> **EXERCISE DETAILS**: Retype each record shown below, leaving every character as it is.
═════ SOURCE DATA ═════
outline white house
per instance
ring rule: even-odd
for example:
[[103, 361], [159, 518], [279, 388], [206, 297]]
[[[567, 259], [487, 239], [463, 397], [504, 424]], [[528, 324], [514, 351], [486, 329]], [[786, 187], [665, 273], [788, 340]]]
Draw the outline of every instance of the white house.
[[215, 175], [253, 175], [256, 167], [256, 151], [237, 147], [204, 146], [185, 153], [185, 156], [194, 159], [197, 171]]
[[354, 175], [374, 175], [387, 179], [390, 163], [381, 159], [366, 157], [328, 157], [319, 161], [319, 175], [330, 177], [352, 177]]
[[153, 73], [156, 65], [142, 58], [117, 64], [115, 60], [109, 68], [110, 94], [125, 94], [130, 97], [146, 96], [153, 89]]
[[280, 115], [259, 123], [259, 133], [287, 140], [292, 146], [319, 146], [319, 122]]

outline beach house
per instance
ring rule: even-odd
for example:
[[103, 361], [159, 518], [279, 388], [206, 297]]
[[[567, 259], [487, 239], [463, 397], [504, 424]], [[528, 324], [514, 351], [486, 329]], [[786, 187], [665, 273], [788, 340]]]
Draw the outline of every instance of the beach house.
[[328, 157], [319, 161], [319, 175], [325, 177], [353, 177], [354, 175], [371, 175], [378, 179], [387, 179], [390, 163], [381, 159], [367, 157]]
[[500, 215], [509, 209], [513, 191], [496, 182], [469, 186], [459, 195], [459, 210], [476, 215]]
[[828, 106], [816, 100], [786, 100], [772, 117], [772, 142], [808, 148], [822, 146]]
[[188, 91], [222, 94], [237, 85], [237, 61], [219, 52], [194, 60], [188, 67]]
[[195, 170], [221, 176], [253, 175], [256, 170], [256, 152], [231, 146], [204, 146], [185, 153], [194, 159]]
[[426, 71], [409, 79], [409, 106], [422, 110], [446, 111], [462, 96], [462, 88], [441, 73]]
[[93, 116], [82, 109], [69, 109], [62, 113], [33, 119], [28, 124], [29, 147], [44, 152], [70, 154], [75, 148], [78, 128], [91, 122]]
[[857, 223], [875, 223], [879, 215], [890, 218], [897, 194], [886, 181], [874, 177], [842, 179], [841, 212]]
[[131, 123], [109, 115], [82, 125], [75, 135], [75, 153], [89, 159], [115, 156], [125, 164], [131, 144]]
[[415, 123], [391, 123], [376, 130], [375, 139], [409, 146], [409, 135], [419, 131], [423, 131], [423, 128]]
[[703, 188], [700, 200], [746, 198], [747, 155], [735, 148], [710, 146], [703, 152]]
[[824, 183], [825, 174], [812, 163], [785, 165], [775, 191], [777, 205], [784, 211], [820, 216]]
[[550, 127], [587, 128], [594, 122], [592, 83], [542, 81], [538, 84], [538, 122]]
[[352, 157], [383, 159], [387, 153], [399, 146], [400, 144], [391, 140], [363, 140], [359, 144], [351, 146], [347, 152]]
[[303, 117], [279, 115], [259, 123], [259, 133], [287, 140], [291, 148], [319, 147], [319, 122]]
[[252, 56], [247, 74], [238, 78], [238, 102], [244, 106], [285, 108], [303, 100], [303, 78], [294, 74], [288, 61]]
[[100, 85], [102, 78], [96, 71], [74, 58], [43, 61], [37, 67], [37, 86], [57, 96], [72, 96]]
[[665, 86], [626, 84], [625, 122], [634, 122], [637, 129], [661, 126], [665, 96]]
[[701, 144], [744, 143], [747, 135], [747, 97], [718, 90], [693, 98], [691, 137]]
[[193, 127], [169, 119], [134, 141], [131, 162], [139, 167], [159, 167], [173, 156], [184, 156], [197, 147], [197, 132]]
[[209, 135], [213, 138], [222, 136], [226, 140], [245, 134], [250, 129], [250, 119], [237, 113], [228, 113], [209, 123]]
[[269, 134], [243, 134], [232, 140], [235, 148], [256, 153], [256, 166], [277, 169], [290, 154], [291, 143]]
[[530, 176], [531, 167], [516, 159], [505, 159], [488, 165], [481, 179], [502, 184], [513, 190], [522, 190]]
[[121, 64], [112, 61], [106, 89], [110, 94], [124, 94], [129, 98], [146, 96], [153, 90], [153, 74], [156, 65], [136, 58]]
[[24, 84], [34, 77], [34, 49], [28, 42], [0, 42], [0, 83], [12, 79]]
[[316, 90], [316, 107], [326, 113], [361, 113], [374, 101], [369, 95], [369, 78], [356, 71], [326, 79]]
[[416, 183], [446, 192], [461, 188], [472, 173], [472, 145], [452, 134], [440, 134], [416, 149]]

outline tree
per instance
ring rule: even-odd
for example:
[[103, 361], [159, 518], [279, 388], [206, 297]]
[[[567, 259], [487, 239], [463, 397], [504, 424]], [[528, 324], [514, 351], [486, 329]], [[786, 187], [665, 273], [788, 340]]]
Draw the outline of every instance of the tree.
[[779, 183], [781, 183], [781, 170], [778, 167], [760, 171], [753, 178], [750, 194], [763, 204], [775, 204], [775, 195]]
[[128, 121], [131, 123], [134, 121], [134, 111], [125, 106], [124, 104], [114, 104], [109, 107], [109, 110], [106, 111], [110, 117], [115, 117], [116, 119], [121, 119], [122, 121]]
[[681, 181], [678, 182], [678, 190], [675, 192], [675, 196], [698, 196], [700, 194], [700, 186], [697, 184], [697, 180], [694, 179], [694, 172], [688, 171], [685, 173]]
═════
> **RESPONSE TO THE EXERCISE**:
outline white house
per instance
ring rule: even-odd
for example:
[[103, 361], [159, 518], [279, 388], [206, 297]]
[[[567, 259], [487, 239], [463, 397], [504, 424]], [[528, 324], [514, 351], [486, 329]], [[786, 187], [665, 273], [788, 340]]]
Draw the outline of every instance of the white house.
[[215, 175], [253, 175], [256, 167], [256, 151], [237, 147], [204, 146], [185, 153], [185, 156], [194, 159], [197, 171]]
[[354, 175], [374, 175], [387, 179], [390, 163], [381, 159], [366, 157], [328, 157], [319, 161], [319, 175], [330, 177], [352, 177]]
[[153, 73], [156, 65], [142, 58], [117, 64], [115, 60], [109, 68], [110, 94], [125, 94], [130, 97], [146, 96], [153, 89]]
[[280, 115], [259, 123], [259, 133], [287, 140], [292, 146], [319, 146], [319, 122]]

outline beach house
per instance
ring rule: even-odd
for example:
[[103, 361], [159, 518], [279, 388], [206, 297]]
[[[567, 259], [487, 239], [463, 397], [504, 424]], [[528, 324], [514, 351], [486, 329]], [[786, 187], [665, 273], [788, 340]]]
Draw the outline of every instance of the beach house.
[[328, 157], [319, 161], [319, 175], [325, 177], [353, 177], [354, 175], [371, 175], [378, 179], [387, 179], [390, 163], [381, 159], [367, 157]]
[[500, 215], [509, 209], [513, 191], [496, 182], [469, 186], [459, 195], [459, 210], [476, 215]]
[[828, 106], [816, 100], [786, 100], [772, 117], [772, 142], [808, 148], [822, 146]]
[[188, 91], [222, 94], [237, 85], [237, 61], [219, 52], [194, 60], [188, 67]]
[[195, 170], [221, 176], [253, 175], [256, 170], [256, 152], [231, 146], [204, 146], [185, 153], [194, 159]]
[[426, 71], [409, 79], [409, 106], [422, 110], [446, 111], [462, 96], [462, 88], [441, 73]]
[[93, 116], [82, 109], [69, 109], [62, 113], [33, 119], [28, 124], [29, 147], [44, 152], [70, 154], [75, 148], [78, 128], [91, 122]]
[[857, 223], [875, 223], [879, 215], [890, 218], [897, 194], [886, 181], [874, 177], [842, 179], [841, 212]]
[[131, 123], [109, 115], [82, 125], [75, 135], [75, 153], [89, 159], [115, 156], [125, 164], [131, 144]]
[[415, 123], [391, 123], [376, 130], [375, 139], [409, 146], [409, 135], [419, 131], [423, 131], [423, 128]]
[[703, 188], [700, 200], [746, 198], [747, 155], [735, 148], [710, 146], [703, 152]]
[[824, 183], [825, 174], [812, 163], [785, 165], [775, 191], [777, 205], [784, 211], [820, 216]]
[[550, 127], [587, 128], [594, 122], [592, 83], [542, 81], [538, 84], [538, 122]]
[[352, 157], [383, 159], [387, 153], [399, 146], [400, 144], [391, 140], [363, 140], [359, 144], [351, 146], [347, 152]]
[[303, 117], [279, 115], [259, 123], [259, 133], [287, 140], [291, 148], [319, 147], [319, 122]]
[[252, 56], [247, 74], [238, 78], [238, 102], [244, 106], [285, 108], [303, 100], [303, 78], [294, 74], [288, 61]]
[[100, 85], [102, 78], [96, 71], [74, 58], [43, 61], [37, 67], [37, 86], [57, 96], [72, 96]]
[[665, 86], [626, 84], [625, 122], [634, 122], [637, 129], [661, 126], [665, 96]]
[[701, 144], [744, 143], [747, 135], [747, 97], [718, 90], [693, 98], [691, 137]]
[[193, 127], [169, 119], [134, 141], [131, 162], [139, 167], [159, 167], [173, 156], [184, 156], [197, 147], [197, 132]]
[[209, 135], [213, 138], [222, 136], [226, 140], [245, 134], [250, 129], [250, 119], [237, 113], [228, 113], [209, 123]]
[[269, 134], [243, 134], [232, 140], [235, 148], [256, 153], [256, 166], [277, 169], [290, 154], [291, 143]]
[[530, 176], [531, 167], [516, 159], [505, 159], [488, 165], [481, 179], [502, 184], [513, 190], [522, 190]]
[[121, 64], [112, 61], [106, 89], [110, 94], [124, 94], [129, 98], [146, 96], [153, 90], [153, 74], [156, 65], [136, 58]]
[[24, 84], [34, 77], [34, 49], [28, 42], [0, 42], [0, 83], [12, 79]]
[[316, 90], [316, 107], [326, 113], [361, 113], [374, 101], [369, 95], [369, 78], [356, 71], [326, 79]]
[[416, 183], [446, 192], [461, 188], [472, 173], [472, 145], [452, 134], [440, 134], [416, 149]]

outline tree
per instance
ring rule: even-odd
for example:
[[103, 361], [159, 518], [279, 388], [206, 297]]
[[[567, 259], [487, 239], [463, 397], [504, 424]], [[528, 324], [514, 351], [486, 329]], [[786, 187], [665, 273], [788, 340]]]
Draw the outline of every instance of the tree.
[[779, 183], [781, 183], [781, 170], [778, 167], [760, 171], [753, 178], [750, 194], [763, 204], [775, 204], [775, 195]]
[[128, 121], [131, 123], [134, 121], [134, 111], [125, 106], [124, 104], [114, 104], [109, 107], [109, 110], [106, 111], [110, 117], [115, 117], [116, 119], [121, 119], [122, 121]]
[[681, 181], [678, 182], [678, 190], [675, 192], [675, 196], [698, 196], [700, 194], [700, 186], [697, 184], [697, 180], [694, 179], [694, 172], [688, 171], [685, 173]]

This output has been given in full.